Exercise description:
Take the line that contains "[tag] blue jeans: a pin per instance" and each line after it in the material below, and transcribe them exactly, stopping at the end.
----
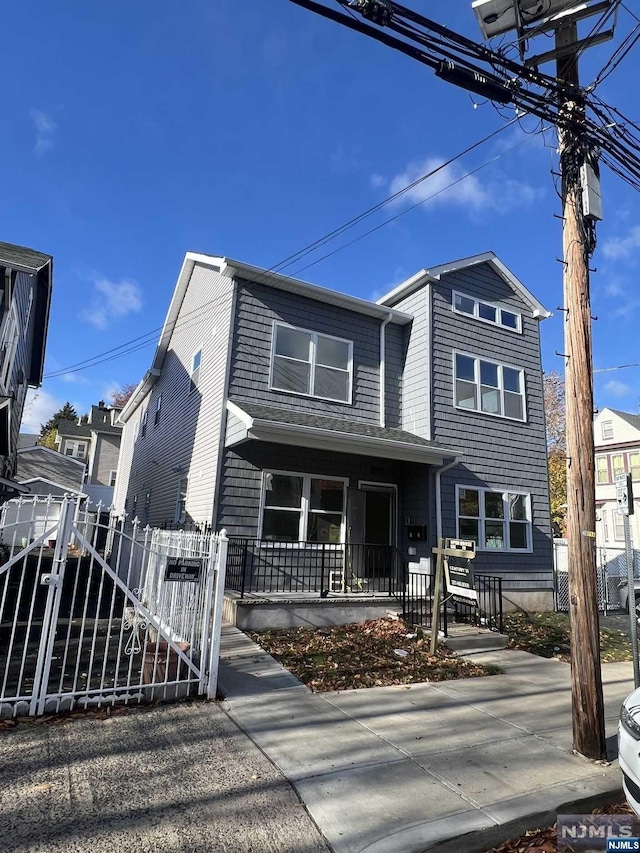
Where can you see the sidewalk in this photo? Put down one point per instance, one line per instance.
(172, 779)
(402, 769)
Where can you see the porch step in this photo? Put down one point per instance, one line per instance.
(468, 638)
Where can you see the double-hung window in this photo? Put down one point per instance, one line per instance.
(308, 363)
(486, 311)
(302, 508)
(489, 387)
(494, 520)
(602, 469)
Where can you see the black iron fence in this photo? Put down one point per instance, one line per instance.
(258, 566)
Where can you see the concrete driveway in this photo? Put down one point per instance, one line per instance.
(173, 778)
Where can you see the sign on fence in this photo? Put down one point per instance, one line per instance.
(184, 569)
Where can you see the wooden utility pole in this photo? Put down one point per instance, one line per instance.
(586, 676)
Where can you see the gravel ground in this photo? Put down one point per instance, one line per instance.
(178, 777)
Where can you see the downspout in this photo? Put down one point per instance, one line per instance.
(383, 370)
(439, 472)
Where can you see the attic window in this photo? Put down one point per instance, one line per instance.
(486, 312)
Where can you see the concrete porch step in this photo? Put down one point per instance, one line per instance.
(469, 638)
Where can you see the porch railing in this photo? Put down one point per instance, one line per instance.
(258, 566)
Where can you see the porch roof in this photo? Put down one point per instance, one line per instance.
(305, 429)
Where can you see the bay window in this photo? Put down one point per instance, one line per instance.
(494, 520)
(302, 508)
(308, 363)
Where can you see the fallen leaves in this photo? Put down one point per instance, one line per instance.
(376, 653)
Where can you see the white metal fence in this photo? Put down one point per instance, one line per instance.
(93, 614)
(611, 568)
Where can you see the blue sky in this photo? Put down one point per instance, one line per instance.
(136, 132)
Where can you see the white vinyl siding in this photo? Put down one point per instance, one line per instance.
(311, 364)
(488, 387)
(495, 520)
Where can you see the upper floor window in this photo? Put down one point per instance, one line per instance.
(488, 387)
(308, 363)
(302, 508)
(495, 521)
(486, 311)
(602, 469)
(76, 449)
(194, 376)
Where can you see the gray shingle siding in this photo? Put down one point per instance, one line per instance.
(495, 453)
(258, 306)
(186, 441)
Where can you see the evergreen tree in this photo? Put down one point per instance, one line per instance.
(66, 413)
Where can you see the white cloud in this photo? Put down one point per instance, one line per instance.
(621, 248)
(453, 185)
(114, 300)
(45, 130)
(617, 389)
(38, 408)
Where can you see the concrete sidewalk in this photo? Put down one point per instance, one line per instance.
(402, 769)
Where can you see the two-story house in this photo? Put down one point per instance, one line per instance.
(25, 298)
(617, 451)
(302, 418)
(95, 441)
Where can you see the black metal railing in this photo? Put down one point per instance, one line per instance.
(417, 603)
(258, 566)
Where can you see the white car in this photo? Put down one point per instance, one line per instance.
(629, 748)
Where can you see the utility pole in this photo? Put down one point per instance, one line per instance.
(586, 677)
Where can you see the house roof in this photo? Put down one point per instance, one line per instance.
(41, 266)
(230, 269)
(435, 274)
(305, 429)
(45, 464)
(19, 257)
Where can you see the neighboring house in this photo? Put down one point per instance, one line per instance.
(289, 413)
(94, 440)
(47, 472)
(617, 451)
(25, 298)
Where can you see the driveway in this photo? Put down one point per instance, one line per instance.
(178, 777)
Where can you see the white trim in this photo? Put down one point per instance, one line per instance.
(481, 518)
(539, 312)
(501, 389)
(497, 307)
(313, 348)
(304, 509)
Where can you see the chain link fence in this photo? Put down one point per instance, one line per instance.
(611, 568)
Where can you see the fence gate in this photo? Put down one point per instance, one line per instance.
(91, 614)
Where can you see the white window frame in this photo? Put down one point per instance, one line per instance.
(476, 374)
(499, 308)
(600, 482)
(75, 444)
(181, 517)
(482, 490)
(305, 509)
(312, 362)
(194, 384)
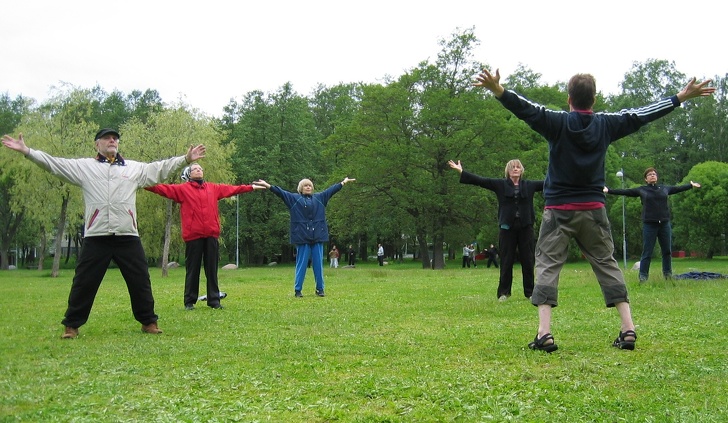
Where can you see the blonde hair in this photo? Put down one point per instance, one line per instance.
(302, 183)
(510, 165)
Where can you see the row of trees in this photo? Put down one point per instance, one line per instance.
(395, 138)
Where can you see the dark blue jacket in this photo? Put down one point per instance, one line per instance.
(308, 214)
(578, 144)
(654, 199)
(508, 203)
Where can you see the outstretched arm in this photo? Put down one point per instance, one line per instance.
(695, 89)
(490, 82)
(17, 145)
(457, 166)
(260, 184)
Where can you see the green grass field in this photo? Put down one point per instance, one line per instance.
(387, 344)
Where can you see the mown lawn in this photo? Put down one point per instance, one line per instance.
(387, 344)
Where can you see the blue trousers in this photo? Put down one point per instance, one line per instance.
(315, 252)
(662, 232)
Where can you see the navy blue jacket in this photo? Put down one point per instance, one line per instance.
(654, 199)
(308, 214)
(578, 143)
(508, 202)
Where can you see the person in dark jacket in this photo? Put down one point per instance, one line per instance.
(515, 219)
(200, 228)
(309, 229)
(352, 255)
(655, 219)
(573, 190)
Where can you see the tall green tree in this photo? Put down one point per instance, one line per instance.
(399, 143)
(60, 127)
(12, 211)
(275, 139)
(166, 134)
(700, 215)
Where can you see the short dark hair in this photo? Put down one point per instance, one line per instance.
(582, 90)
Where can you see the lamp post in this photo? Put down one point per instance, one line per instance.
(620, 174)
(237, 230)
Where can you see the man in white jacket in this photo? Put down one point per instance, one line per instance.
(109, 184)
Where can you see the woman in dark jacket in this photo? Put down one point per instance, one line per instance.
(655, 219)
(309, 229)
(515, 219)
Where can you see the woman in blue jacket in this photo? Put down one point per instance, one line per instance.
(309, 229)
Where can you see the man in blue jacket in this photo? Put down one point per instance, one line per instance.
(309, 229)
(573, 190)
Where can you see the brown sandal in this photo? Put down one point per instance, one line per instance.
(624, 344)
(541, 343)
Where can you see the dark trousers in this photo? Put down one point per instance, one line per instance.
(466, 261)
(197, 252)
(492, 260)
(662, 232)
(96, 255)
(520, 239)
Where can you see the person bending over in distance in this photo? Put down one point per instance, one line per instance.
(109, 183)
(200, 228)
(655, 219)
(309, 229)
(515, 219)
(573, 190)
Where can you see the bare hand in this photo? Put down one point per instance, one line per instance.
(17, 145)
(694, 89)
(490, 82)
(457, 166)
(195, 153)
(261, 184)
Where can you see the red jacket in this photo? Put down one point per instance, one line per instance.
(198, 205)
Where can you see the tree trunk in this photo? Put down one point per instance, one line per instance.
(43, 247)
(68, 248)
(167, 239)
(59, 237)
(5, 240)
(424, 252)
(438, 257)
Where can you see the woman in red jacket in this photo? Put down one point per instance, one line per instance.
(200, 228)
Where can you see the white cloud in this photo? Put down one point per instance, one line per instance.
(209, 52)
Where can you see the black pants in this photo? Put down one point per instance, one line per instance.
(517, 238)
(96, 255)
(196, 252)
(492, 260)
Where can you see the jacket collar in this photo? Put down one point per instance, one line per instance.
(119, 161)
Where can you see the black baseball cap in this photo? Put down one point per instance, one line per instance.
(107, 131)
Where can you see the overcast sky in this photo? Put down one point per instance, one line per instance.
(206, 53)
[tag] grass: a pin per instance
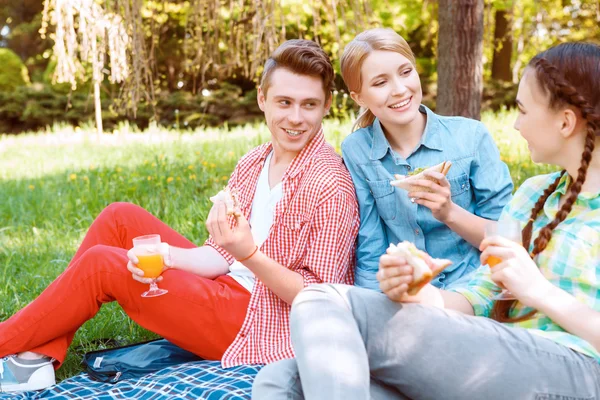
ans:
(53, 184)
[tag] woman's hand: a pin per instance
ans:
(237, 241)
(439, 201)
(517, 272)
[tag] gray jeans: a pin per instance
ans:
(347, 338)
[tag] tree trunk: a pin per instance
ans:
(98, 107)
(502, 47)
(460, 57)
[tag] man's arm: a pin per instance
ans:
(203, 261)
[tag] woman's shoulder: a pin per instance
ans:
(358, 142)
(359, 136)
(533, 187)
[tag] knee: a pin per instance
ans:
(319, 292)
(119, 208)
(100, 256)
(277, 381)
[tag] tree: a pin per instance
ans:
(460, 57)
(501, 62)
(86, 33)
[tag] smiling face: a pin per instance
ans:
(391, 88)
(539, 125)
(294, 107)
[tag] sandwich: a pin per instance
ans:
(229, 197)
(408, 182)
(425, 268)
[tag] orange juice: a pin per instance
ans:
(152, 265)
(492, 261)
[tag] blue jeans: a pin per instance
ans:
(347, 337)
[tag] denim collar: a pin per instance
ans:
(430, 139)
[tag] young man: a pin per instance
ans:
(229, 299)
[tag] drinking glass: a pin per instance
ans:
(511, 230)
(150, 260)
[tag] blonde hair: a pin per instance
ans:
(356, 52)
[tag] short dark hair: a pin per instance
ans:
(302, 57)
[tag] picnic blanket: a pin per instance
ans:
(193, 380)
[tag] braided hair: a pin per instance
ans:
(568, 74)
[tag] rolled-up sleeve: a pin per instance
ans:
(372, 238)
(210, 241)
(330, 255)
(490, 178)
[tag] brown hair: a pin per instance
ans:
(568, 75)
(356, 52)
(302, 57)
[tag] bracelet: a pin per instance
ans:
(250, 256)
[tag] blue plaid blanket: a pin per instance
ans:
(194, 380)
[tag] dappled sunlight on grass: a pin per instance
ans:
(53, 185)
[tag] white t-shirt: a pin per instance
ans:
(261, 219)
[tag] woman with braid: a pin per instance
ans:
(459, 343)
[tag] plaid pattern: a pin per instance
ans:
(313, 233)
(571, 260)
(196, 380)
----
Correct output:
[tag] blue jeans: a pin per instance
ans:
(347, 337)
[tag] denim collar: a pin per instance
ans:
(430, 139)
[tag] young man: a pin per instance
ans:
(229, 299)
[tag] drinking glass: a pin per instance
ans:
(511, 230)
(150, 260)
[tag] blonde hair: a pin per instance
ans:
(356, 52)
[tag] short dark hair: a pin per instance
ans:
(302, 57)
[tag] picnic blanket: a pin per instance
ans:
(193, 380)
[tag] braided hair: a pin per instance
ans:
(568, 74)
[tag] rolled-up sleeve: a pin per instance
ans:
(372, 238)
(210, 241)
(330, 255)
(490, 178)
[tag] brown hair: a pin per instance
ans:
(568, 75)
(356, 52)
(302, 57)
[tag] bracelet: a pin per instance
ans:
(250, 256)
[tag] blue plaid blanket: a pin per instance
ans:
(194, 380)
[tag] dappled sunlight on grass: a pin per instance
ans:
(53, 185)
[tag] white t-shirt: a pin per instance
ans:
(261, 219)
[tag] woman with braid: a pin per instance
ans:
(459, 343)
[tag] plaid pattern: a pin per instance
ans:
(313, 233)
(571, 260)
(196, 380)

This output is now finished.